◆ Directions
Copy out every one of the lines below word for word, changing nothing.

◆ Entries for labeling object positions
::::::::::

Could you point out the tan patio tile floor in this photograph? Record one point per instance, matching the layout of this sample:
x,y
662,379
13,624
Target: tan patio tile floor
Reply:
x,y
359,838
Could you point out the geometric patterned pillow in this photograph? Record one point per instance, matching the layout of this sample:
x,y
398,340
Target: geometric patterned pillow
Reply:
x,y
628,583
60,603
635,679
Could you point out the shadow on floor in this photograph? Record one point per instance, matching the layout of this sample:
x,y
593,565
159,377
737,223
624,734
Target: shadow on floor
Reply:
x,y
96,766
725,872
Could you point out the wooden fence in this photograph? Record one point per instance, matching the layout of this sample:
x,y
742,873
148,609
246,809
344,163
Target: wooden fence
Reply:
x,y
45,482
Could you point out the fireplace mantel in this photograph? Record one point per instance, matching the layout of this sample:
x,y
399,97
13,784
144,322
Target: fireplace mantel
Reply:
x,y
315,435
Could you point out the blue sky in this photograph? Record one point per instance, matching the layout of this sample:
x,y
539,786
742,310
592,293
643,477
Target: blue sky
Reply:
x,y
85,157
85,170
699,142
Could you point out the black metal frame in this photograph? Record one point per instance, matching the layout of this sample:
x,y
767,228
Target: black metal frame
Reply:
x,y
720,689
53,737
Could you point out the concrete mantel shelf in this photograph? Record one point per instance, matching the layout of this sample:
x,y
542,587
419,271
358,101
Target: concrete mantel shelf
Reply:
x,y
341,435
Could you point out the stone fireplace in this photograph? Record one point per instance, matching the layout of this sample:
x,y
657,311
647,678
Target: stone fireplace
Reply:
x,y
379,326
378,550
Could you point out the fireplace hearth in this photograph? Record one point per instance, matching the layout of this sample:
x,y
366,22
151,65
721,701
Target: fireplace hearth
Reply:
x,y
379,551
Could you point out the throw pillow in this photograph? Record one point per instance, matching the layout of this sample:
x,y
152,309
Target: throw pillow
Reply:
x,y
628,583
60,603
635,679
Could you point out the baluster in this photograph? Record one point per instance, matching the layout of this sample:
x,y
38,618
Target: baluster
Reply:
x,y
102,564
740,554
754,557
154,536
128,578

::::::::::

◆ Exercise answer
Could you point out the tan patio tile floor in this photograph? Record one point per instance, matching the layout of this sample:
x,y
662,379
13,624
Target: tan patio tile floor
Reply:
x,y
359,838
Could you point out the geometric patterned pillow in this photograph? Record one point per instance, matching the layout of this sample:
x,y
398,340
Target: geometric patterned pillow
Reply:
x,y
628,583
60,603
635,679
Could you point out the shadow on floor in this photograph? Record one point per instance, matching the layout of this sample:
x,y
593,565
159,377
737,223
624,734
Target: shadow on floor
Reply:
x,y
96,766
725,872
Could you point out the wooden fence in this photograph? Record one point per instance, matching the layout of this sample:
x,y
742,873
148,609
246,809
344,163
Target: wooden fence
Reply:
x,y
45,482
Could you point out the fireplace mantel in this photograph? Record one point per instance, matching the layout of this sample:
x,y
399,97
13,784
144,322
Target: fireplace mantel
Reply:
x,y
315,435
Could you point out the blue sky in this photograph? Record one point per instance, matching the layout of this sample:
x,y
539,786
742,310
592,293
643,477
Target: blue sky
Reply:
x,y
85,157
85,170
699,142
Could you point out the black metal frame in this photograph? Record one point per instance, matching the layout of this sample:
x,y
767,228
Target: black metal frame
Reply:
x,y
720,689
53,737
Could you point out the concrete mantel shelf in this photograph? Record one point per instance, matching the layout of this sample:
x,y
542,587
419,271
358,101
Target: concrete mantel shelf
Reply:
x,y
341,435
Could you point out the stone fireplace in this photograph? Record one point per instance, matching the layout of this sample:
x,y
657,311
647,678
Target: stone fireplace
Reply:
x,y
379,326
378,550
Could you point out the fireplace hearth in this photograph? Record one point per instance, matching the layout of this sample:
x,y
366,22
151,65
721,701
Target: fireplace hearth
Reply:
x,y
379,551
Could you point out the throw pillow in this photograph? Record one point per instance, matching the layout of this sample:
x,y
152,309
Target: throw pillow
Reply:
x,y
628,583
60,603
635,679
Could you point out the baluster in this photograph? Record one point per instance, matching the layout of this sample:
x,y
38,618
Target: baluster
Reply:
x,y
102,564
740,554
754,557
154,536
128,578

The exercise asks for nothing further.